With nearly two years in power, the Biden Administration shows no sign of changing America’s confrontational posture towards China. Even though all eyes were set on a policy of engagement, intense competition between the two arch rivals has ended up increasing points of friction.
Trade sanctions, technology war, export control, decoupling, and rupturing supply chains underscore the tense China-US relations that severely undermine the global economy and upend the norms of international trade.
Biden’s main concern, like his predecessor Trump, is cyber security, national security and protecting the US economy by maintaining American supremacy vis-a-vis the dominant position of an assertive China. Biden has taken several coercive measures; he continues to raise tariff walls on trade, sanction Chinese officials, impose visa restrictions for Chinese students and ban imports from Xinjiang.
He has virtually declared a technology war on China. His stringent curbs on tech exports are intended to prohibit Chinese companies from procuring advanced semiconductors from the US, and anywhere in the world made with American expertise. He has blacklisted a number of Chinese tech companies, including Huawei, on grounds of national security.
Biden signed the Chips and Science Act last year, which includes $52 billion in incentives and subsidies to boost semiconductor manufacturing in the US, and the US Innovation and Competition Act 2021 to increase domestic funding for the sensitive technology. The aim is to thwart China’s technological development that could bolster its capabilities in the military and cyber spheres.
The US is seeking allies to wage this war, and is looking at Japan, South Korea, Taiwan and Singapore. But these Asian countries are reluctant partners because they have deep economic relations with China, and they do not want to fracture them. About 60 per cent of chips made in Taiwan are sold to China; Japan exports almost one-third of its total chips to China. But both countries rely heavily on American companies for business and on the US which acts as a guarantor of security in the Indo-Pacific region, which is why they may have little choice but to comply with America’s export control regime and cut sales of advanced chips to China.

◆ **DATASET EXTRACT**:
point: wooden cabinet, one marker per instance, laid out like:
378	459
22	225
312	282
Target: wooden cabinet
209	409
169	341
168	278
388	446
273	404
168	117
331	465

◆ **TASK DETAILS**: According to the text on US-China relations, what share of Taiwan's chips is sold to China?

◆ **OUTPUT**: About 60 percent.